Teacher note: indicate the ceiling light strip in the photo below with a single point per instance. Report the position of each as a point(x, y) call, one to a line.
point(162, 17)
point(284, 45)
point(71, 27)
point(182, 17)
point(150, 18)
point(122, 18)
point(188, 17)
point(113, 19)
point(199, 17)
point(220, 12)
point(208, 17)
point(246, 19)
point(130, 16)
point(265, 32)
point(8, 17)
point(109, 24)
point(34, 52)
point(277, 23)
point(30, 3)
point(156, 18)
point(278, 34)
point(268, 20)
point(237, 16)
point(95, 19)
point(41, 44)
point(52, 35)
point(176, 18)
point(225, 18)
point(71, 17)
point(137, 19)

-.-.-

» Problem description
Repeat the material above in full, quoting it exactly.

» Response
Teacher note: indicate the ceiling light strip in the photo below with a single point per instance. Report the position of each as a point(x, y) call, one to a line.
point(162, 17)
point(284, 45)
point(71, 27)
point(182, 17)
point(150, 18)
point(122, 18)
point(188, 17)
point(113, 19)
point(199, 17)
point(220, 12)
point(208, 17)
point(246, 19)
point(130, 16)
point(265, 32)
point(8, 17)
point(109, 24)
point(34, 52)
point(277, 23)
point(30, 3)
point(156, 18)
point(278, 34)
point(268, 20)
point(237, 16)
point(95, 19)
point(41, 44)
point(52, 35)
point(176, 18)
point(225, 18)
point(71, 17)
point(137, 19)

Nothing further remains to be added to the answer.